**Direction**:
Locate each line below that contains the string "wall" and copy every such line in full. Treat the match as case-sensitive.

**Task data**:
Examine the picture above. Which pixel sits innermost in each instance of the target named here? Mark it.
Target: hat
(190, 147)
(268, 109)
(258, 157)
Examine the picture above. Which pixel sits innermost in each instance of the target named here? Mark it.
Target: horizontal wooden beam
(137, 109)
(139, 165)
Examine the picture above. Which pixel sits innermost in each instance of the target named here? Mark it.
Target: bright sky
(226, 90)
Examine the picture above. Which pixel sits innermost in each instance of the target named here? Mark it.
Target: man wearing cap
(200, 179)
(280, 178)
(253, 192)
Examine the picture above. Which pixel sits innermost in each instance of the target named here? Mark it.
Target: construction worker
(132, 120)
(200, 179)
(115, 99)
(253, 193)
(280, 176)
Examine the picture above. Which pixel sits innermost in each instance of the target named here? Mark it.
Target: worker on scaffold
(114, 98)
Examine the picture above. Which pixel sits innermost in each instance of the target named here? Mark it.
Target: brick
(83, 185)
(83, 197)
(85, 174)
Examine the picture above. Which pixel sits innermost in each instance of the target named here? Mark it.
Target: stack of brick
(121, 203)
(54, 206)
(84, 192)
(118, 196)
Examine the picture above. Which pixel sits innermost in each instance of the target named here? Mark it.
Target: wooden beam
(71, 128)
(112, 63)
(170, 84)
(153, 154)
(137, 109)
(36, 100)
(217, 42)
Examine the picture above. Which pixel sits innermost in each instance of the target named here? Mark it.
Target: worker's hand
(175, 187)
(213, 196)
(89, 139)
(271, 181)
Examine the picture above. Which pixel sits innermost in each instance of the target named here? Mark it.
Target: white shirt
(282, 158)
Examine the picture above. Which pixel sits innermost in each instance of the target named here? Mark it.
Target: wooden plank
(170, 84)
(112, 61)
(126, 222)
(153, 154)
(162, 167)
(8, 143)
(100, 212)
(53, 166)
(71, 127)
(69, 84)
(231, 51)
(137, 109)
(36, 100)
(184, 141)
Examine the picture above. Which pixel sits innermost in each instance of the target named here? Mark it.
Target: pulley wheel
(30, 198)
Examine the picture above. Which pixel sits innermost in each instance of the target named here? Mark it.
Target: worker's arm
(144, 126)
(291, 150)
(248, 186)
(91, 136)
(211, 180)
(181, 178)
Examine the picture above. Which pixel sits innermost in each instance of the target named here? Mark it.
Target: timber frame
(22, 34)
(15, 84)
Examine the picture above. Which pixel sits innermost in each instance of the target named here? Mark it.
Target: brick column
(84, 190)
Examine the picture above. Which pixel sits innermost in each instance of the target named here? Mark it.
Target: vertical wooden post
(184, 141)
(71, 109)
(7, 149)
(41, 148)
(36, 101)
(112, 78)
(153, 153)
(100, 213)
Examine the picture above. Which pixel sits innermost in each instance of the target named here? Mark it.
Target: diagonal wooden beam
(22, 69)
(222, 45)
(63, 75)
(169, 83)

* * *

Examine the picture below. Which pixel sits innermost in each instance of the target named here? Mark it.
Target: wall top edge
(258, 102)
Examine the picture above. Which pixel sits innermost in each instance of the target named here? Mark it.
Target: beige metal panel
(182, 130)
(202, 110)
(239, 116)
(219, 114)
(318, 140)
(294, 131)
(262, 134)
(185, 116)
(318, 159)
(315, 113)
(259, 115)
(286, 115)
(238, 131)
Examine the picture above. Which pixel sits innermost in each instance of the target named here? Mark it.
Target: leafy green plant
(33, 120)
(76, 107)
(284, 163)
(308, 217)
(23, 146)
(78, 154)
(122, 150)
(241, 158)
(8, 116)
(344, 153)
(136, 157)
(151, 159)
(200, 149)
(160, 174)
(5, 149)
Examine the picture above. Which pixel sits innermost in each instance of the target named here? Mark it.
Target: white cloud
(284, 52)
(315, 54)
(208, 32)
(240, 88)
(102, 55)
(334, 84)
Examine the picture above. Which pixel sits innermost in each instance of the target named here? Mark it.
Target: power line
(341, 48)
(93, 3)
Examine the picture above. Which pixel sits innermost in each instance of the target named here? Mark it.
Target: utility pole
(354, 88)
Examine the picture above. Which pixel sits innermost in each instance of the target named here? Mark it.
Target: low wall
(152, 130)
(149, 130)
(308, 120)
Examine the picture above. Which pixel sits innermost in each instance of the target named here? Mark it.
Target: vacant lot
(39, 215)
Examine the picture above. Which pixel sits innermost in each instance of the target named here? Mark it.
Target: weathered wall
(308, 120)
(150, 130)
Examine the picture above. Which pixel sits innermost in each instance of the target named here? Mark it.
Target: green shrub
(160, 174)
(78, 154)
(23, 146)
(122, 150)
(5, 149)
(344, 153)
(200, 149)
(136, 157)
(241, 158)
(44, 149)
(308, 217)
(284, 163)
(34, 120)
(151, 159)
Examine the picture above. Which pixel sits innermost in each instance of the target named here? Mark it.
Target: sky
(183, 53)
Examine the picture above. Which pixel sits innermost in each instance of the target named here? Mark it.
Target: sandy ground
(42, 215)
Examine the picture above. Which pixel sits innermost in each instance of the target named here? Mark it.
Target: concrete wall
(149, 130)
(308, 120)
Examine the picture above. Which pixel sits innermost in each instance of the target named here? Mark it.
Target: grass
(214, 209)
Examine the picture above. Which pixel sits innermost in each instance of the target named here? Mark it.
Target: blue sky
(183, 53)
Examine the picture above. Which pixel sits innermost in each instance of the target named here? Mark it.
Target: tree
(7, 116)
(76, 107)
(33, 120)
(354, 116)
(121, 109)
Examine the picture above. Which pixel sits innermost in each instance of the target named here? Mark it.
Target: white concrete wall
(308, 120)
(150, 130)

**Written solution**:
Target: wall top edge
Target: low wall
Target: weathered wall
Target: concrete wall
Target: white concrete wall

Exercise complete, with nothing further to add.